Transcribe the stretch of lines from the one containing "For each instance of the white column, drop" through the final line, keeping every character unchanged.

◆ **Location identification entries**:
■ ■ ■ ■ ■

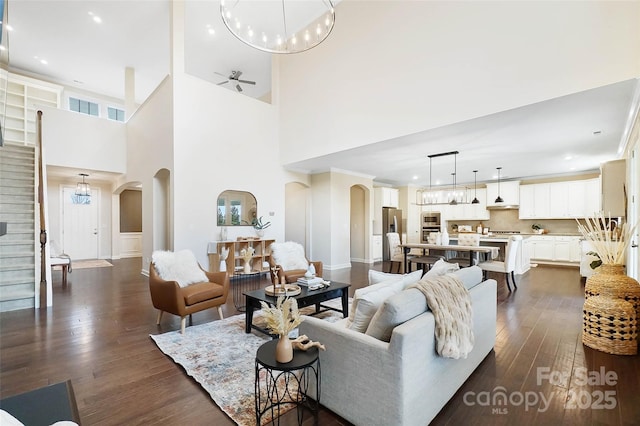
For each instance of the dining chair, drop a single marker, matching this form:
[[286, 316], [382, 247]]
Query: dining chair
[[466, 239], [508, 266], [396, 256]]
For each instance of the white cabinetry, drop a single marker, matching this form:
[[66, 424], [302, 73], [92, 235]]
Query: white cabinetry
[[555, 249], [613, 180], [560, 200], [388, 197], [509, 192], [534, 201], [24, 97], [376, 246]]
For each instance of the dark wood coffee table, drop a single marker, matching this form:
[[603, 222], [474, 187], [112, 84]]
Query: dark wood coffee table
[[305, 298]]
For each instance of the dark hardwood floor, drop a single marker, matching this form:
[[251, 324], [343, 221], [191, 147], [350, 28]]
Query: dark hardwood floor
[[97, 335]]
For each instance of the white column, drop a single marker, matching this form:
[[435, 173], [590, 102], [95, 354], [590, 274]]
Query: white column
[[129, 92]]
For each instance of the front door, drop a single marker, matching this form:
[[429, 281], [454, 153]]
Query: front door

■ ■ ■ ■ ■

◆ **THE RESPONSE**:
For each instance of the white column, drop a single marker, matching this form:
[[435, 173], [590, 102], [95, 354], [590, 274]]
Query: white column
[[129, 92]]
For each instance of the front door, drop a single marker, matching this form:
[[429, 281], [454, 153]]
Query: front door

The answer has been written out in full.